#### Exercise directions:
How many lines of the data contain the string "image"? Write the number and nothing more.

#### Material shown:
<<<<

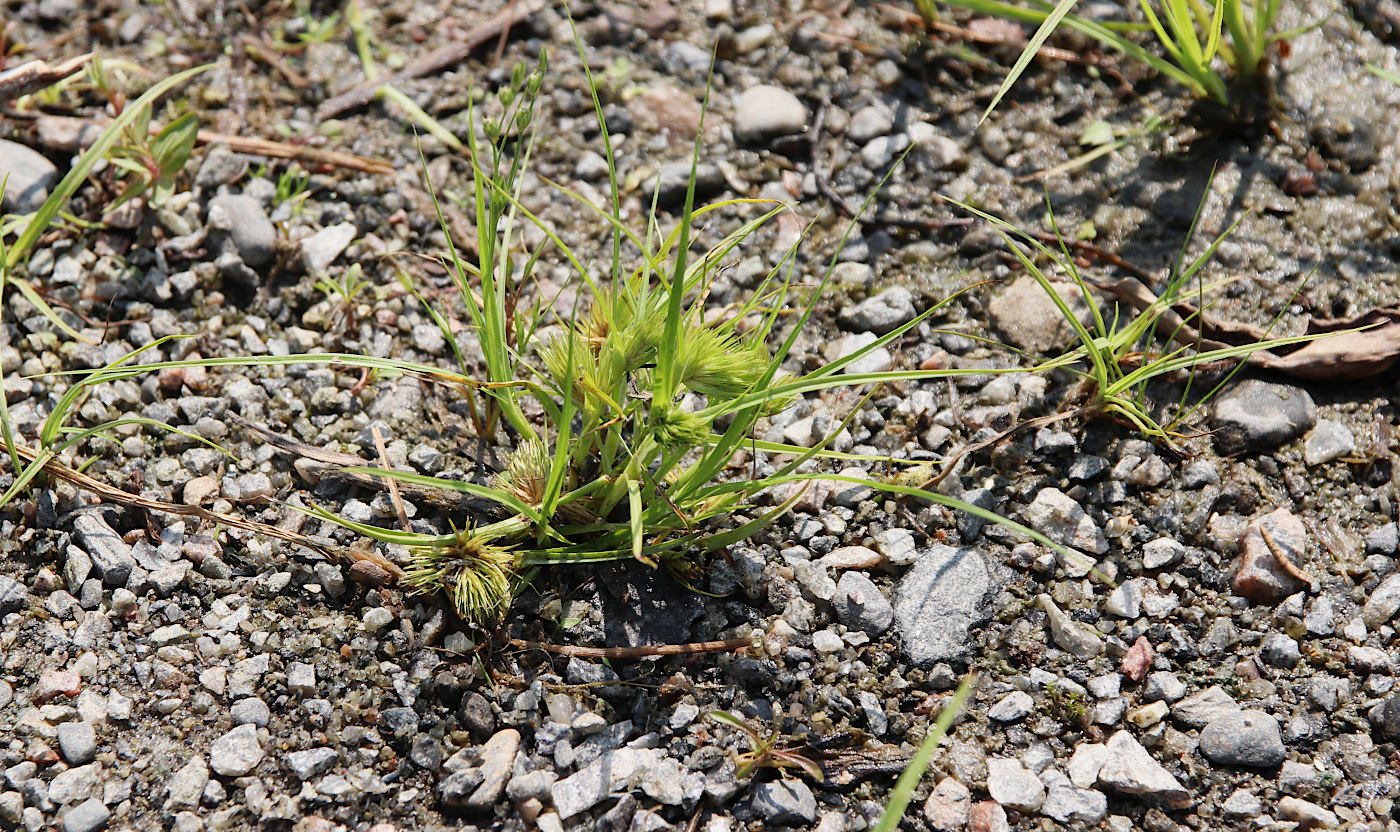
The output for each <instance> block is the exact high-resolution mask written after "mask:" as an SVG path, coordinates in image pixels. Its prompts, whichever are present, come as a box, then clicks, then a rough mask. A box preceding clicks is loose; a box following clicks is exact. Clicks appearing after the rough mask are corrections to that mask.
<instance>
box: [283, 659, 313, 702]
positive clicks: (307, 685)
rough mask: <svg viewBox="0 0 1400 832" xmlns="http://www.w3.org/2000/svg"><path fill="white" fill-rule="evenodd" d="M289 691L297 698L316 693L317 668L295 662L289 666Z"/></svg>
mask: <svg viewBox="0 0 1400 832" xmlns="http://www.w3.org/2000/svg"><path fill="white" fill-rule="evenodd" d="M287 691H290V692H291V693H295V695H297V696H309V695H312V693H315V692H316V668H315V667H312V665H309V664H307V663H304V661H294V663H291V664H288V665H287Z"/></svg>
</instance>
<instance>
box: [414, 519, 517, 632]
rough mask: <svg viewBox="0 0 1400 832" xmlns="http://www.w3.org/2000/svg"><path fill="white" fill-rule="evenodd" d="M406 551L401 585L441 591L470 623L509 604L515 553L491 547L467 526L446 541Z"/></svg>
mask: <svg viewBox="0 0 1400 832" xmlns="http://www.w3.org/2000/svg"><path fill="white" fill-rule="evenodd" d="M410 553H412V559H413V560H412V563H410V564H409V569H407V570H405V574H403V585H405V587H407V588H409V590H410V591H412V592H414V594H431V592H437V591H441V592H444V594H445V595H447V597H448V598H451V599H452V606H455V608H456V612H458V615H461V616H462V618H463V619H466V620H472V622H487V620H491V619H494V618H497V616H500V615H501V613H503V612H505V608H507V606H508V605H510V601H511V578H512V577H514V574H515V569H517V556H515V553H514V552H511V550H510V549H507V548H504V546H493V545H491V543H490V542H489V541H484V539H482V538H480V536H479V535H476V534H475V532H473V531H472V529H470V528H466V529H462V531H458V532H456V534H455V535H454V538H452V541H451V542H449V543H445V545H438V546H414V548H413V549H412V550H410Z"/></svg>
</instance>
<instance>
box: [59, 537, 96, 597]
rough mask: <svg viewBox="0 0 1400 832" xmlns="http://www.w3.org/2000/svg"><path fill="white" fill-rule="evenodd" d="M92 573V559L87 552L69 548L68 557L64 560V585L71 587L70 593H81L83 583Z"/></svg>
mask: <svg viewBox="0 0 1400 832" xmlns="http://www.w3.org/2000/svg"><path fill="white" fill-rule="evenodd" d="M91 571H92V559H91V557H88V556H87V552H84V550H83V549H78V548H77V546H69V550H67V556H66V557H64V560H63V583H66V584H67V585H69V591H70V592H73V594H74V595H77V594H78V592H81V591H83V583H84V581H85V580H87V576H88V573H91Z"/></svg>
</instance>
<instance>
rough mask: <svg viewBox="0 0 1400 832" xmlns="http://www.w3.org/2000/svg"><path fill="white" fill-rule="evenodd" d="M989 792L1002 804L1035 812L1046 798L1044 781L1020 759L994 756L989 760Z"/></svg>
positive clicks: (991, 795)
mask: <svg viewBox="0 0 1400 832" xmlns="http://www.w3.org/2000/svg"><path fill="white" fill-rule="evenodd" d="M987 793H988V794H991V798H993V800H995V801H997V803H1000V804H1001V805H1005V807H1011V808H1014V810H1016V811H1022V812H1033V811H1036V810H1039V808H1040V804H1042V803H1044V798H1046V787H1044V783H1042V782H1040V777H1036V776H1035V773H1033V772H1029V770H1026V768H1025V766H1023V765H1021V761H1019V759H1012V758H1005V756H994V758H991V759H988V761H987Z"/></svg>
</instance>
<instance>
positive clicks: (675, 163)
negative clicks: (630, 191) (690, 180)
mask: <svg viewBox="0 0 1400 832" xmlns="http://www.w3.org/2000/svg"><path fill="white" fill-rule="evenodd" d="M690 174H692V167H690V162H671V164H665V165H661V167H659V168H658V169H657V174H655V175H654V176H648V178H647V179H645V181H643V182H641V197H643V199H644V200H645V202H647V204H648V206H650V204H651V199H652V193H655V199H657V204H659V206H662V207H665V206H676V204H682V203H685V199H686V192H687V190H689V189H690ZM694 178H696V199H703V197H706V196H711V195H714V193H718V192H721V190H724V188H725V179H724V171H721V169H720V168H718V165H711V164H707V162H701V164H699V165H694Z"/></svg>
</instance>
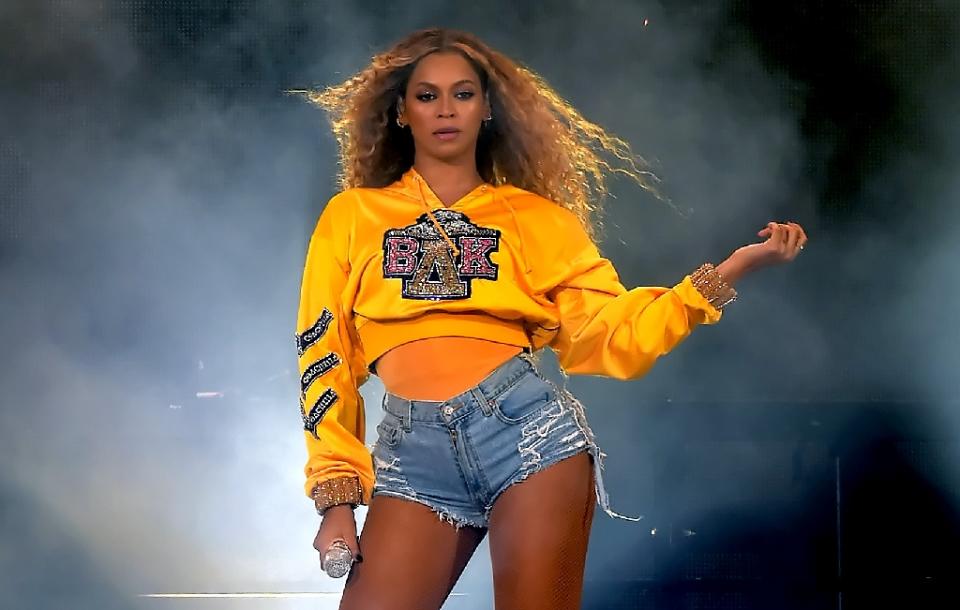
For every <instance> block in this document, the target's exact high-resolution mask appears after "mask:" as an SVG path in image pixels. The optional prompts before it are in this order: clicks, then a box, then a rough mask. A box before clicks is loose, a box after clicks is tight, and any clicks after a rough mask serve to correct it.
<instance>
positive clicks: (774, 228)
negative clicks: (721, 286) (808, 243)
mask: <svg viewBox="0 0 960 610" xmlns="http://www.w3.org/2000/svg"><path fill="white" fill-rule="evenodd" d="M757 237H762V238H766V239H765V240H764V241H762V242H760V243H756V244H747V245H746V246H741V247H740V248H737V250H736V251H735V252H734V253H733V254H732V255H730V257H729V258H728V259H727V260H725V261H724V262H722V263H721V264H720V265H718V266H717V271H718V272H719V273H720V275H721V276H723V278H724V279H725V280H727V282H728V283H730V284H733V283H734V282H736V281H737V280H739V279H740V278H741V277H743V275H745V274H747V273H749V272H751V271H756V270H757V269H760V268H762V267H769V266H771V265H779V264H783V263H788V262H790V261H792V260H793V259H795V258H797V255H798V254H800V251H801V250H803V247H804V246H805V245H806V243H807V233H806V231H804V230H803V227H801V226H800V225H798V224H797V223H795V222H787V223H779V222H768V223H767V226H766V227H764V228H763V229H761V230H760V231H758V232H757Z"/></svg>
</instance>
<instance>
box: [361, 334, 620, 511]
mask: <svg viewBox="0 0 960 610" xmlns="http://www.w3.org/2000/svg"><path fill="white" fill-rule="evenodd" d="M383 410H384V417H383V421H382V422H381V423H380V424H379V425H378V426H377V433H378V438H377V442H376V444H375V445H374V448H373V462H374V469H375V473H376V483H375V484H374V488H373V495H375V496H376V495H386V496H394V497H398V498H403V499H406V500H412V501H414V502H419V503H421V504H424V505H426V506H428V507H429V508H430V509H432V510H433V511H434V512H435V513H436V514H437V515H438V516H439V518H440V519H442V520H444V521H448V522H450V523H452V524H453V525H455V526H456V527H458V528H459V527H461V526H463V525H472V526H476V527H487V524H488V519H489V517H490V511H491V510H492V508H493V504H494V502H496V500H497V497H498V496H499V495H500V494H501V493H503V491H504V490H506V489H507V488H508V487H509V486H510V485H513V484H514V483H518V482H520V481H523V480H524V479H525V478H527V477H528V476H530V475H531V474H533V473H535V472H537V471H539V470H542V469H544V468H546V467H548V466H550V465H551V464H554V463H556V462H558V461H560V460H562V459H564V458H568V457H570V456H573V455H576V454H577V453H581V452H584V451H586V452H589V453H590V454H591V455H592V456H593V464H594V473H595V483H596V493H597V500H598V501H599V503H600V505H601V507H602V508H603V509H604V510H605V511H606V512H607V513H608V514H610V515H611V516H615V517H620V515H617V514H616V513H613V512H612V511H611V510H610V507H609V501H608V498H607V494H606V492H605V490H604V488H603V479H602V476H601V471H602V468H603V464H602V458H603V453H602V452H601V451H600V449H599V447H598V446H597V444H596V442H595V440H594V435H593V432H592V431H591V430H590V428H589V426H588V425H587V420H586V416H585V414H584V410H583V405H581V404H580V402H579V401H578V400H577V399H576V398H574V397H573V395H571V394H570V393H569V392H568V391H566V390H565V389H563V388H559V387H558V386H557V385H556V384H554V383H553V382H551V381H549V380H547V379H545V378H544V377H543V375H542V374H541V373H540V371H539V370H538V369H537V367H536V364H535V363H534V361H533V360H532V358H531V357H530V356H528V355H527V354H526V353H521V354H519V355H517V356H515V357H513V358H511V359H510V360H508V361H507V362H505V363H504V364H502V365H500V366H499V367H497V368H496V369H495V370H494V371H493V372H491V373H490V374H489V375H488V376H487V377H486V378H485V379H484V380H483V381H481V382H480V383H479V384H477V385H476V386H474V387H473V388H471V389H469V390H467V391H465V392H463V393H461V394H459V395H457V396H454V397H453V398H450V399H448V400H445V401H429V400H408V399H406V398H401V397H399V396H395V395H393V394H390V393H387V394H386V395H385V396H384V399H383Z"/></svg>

>>>>
<<<<

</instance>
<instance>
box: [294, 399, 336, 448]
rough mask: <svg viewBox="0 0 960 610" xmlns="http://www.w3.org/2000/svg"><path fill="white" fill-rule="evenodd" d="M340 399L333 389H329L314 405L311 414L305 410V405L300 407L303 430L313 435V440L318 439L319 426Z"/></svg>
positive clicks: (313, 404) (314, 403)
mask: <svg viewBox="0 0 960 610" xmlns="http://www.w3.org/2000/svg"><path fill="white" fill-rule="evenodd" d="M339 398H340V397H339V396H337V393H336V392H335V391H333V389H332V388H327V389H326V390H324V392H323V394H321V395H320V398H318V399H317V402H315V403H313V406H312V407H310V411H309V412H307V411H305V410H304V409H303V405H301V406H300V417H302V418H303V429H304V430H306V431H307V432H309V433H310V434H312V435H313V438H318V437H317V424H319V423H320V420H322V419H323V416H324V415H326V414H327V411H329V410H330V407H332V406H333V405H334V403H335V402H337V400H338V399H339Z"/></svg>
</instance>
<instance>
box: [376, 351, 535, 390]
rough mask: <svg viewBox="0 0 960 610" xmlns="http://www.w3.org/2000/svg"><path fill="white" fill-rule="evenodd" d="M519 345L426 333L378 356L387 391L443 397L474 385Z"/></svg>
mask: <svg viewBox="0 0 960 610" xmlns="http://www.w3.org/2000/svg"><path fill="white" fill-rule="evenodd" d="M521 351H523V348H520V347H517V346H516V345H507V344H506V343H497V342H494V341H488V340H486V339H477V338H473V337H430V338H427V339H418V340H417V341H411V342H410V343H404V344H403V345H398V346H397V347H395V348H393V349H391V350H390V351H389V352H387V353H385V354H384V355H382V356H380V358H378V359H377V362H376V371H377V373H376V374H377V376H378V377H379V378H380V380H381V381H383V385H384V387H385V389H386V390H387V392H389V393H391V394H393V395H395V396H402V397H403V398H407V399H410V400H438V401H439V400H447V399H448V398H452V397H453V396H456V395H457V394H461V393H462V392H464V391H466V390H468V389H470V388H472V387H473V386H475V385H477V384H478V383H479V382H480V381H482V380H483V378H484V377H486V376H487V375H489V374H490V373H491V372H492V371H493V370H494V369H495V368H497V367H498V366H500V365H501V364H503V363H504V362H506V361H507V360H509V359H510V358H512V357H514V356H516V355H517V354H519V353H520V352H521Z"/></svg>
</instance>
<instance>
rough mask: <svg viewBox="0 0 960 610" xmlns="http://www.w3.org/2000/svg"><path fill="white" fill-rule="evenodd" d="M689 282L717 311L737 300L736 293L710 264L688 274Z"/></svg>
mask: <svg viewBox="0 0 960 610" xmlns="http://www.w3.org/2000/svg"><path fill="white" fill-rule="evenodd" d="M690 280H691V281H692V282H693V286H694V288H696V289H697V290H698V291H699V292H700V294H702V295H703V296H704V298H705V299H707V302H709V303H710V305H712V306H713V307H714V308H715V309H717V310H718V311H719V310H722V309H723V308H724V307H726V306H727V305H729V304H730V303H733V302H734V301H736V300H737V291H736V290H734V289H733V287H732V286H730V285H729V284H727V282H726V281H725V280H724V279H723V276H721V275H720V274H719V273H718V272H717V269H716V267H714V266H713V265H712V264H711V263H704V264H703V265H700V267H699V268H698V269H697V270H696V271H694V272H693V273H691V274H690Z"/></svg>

>>>>
<<<<

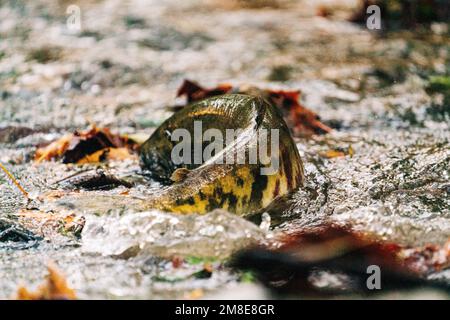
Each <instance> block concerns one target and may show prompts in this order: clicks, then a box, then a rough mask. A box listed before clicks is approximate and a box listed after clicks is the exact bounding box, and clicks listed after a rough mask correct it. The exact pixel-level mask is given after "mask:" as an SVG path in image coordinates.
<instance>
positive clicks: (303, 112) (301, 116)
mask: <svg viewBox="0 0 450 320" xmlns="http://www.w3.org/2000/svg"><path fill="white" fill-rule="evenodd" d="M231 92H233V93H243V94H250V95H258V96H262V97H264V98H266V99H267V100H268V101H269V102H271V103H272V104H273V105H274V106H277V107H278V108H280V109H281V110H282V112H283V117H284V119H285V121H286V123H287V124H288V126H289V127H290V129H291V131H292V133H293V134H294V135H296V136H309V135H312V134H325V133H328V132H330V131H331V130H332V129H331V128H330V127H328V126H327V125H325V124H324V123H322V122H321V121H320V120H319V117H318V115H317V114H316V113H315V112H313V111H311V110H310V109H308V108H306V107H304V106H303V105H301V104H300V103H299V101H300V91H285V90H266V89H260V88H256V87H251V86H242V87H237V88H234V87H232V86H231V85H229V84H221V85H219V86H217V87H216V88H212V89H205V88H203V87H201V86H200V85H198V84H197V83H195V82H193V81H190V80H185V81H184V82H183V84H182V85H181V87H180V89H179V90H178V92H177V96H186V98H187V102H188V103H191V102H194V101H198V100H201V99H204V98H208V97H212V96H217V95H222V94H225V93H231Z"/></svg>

>>>>

#### Expected output:
3